#### Work to complete
Starting at the first line, reproduce the listing below in full, exactly as given.

#### Provided data

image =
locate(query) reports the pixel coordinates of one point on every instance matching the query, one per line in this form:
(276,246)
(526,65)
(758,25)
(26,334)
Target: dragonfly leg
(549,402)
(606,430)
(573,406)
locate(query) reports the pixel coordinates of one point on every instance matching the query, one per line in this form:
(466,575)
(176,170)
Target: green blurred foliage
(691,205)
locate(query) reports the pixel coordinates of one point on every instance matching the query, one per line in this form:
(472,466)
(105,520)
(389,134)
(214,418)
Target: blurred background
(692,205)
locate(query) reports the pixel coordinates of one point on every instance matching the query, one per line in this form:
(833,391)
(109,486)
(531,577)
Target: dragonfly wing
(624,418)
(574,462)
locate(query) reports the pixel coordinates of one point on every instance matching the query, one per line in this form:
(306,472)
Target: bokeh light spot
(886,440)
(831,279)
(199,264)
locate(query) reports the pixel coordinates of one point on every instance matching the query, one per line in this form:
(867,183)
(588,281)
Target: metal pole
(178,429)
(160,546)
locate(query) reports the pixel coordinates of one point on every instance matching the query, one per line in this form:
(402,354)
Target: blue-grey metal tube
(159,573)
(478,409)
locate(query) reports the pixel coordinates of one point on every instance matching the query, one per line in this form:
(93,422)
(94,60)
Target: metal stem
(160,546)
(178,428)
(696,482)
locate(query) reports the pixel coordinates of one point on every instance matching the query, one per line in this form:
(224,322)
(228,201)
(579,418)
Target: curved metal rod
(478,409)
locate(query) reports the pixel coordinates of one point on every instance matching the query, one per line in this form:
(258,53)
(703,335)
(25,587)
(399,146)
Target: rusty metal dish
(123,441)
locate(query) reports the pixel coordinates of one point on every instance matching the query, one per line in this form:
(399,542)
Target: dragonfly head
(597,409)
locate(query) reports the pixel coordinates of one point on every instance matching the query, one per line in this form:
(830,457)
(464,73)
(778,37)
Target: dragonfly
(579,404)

#### Output below
image =
locate(query) reports the pixel coordinates of one point on every instance matching the query, one per line in this form:
(276,246)
(526,65)
(758,25)
(26,334)
Target: dragonfly leg
(549,402)
(606,430)
(573,406)
locate(query) reports the pixel coordinates of one point on every instance matching the query, one per line in this form:
(466,575)
(176,170)
Target: green blurred foliage
(691,205)
locate(query) reports the pixel coordinates of one point on every instance matching the query, one per line in this form:
(472,466)
(105,520)
(389,134)
(214,418)
Target: blurred background
(692,205)
locate(query) reports the pixel coordinates of one point on every instance matching the query, one per line in this form:
(833,391)
(109,486)
(531,577)
Target: dragonfly wing
(624,418)
(574,462)
locate(query) reports the pixel coordinates of one point on every instance matching the query, one per line in this form:
(306,472)
Target: bokeh light spot
(886,440)
(831,279)
(199,264)
locate(query) reports the pixel coordinates of one point on every instance matching the query, one per line in this form:
(867,183)
(588,281)
Target: metal pole
(178,429)
(160,546)
locate(query) reports the pixel coordinates of one point on every instance matching the query, one per line in this form:
(402,354)
Target: blue-grey metal tube
(159,573)
(478,409)
locate(query) reports the pixel coordinates of one point on every instance matching the query, one per line in this form:
(93,422)
(94,60)
Target: metal stem
(160,546)
(178,428)
(696,482)
locate(query) reports the pixel coordinates of one point on every instance matching the query, one per line in this form:
(224,322)
(228,201)
(579,418)
Target: curved metal rod
(478,409)
locate(query) reports the pixel coordinates of one point on every instance matching the query, one per line in this form:
(258,53)
(703,335)
(25,587)
(399,146)
Target: rusty metal dish
(123,441)
locate(query) reports the pixel coordinates of one point on every instance matching the query, one per line in this form:
(399,542)
Target: dragonfly head
(597,409)
locate(query) reports the pixel coordinates of one point on every instance matching the query, one per line in this form:
(830,457)
(464,73)
(778,37)
Target: dragonfly
(579,404)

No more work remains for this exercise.